Task to carry out
Review the material line by line. Identify and copy every line that contains the string "hill".

Supplied information
--
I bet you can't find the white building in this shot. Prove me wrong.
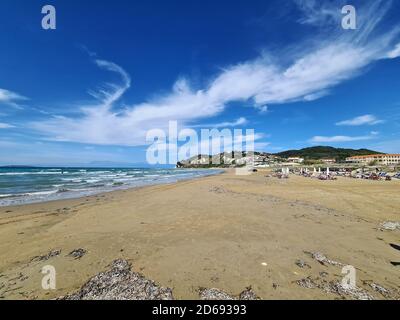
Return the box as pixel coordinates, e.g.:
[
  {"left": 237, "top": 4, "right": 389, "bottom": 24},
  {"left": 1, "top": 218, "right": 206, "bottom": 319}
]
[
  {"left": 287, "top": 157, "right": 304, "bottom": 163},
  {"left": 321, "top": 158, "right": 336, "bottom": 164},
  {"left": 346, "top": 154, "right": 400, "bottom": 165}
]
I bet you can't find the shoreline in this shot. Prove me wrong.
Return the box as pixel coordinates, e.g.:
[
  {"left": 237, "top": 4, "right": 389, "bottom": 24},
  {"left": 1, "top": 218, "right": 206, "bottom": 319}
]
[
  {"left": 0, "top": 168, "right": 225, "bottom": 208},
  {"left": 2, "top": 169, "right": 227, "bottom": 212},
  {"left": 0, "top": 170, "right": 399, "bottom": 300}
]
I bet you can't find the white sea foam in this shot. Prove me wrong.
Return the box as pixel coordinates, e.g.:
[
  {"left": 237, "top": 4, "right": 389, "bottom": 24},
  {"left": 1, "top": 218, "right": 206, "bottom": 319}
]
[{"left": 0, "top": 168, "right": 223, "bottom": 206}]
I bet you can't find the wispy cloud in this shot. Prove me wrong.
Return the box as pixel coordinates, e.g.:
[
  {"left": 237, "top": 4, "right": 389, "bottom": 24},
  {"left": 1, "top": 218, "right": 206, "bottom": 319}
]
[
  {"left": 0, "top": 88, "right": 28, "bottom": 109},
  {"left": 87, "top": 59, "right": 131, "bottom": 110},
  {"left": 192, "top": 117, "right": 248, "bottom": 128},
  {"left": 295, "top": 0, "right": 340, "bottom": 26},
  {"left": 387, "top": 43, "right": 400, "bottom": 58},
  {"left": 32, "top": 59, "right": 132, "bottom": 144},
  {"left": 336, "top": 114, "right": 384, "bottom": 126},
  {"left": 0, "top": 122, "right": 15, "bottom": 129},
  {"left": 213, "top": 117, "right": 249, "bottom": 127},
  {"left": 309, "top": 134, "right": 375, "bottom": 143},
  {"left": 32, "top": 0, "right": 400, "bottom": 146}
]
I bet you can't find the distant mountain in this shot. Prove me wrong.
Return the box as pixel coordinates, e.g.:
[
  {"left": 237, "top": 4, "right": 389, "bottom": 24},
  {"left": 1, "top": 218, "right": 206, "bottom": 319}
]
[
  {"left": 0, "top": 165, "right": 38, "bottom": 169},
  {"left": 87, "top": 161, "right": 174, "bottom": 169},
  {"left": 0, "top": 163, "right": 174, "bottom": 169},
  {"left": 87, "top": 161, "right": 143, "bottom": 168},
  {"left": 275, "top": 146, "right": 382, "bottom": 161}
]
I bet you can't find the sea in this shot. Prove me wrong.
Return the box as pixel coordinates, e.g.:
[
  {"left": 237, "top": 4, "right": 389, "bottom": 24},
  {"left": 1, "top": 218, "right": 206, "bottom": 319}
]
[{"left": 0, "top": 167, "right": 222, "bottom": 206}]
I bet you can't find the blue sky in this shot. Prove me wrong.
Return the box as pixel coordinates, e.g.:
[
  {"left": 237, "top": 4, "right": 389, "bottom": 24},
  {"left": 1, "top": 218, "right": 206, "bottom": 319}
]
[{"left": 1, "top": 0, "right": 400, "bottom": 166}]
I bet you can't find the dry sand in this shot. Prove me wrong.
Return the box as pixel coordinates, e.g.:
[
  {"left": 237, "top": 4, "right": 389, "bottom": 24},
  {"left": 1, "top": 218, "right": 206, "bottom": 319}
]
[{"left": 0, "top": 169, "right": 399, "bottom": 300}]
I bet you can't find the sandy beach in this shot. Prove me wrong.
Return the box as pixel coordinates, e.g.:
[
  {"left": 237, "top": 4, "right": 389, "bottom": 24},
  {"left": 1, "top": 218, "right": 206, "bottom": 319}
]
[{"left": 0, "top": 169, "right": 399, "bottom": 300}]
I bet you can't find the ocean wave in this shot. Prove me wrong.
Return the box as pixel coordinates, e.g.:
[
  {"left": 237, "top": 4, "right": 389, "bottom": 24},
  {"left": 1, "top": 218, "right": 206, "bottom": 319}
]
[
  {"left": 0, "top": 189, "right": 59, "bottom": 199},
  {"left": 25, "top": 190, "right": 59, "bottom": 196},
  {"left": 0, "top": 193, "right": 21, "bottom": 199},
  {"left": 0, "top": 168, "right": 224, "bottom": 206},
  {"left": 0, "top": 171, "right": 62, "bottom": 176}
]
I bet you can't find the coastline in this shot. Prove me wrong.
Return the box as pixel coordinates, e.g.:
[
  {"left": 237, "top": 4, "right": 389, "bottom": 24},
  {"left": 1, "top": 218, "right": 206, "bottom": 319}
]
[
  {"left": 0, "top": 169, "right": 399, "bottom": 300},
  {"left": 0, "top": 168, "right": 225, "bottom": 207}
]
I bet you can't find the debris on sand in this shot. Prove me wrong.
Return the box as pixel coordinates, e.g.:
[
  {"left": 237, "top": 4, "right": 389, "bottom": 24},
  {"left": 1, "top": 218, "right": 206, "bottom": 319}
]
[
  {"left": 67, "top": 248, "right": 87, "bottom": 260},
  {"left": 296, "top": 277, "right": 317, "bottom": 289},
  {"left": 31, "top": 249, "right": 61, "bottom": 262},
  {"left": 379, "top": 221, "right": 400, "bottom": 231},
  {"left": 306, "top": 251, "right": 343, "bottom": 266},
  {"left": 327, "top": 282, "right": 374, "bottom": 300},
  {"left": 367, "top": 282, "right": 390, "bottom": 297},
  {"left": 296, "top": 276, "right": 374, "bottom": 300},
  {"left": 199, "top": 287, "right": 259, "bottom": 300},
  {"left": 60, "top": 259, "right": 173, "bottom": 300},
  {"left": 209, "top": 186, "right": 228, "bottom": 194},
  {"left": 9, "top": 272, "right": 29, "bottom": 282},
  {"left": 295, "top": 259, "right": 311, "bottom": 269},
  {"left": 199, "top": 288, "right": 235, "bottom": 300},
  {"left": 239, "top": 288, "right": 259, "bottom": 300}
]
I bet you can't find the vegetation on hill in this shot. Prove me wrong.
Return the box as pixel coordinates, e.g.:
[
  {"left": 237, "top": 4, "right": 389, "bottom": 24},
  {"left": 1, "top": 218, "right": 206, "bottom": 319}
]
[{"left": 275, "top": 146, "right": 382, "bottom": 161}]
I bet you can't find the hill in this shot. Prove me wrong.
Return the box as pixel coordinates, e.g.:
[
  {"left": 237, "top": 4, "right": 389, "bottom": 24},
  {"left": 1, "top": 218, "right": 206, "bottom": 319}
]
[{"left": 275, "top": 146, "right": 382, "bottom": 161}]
--
Written answer
I bet you can't find the vegetation on hill in this shot. Prove me wrong.
I bet you can't find the hill in this shot. Prove me wrong.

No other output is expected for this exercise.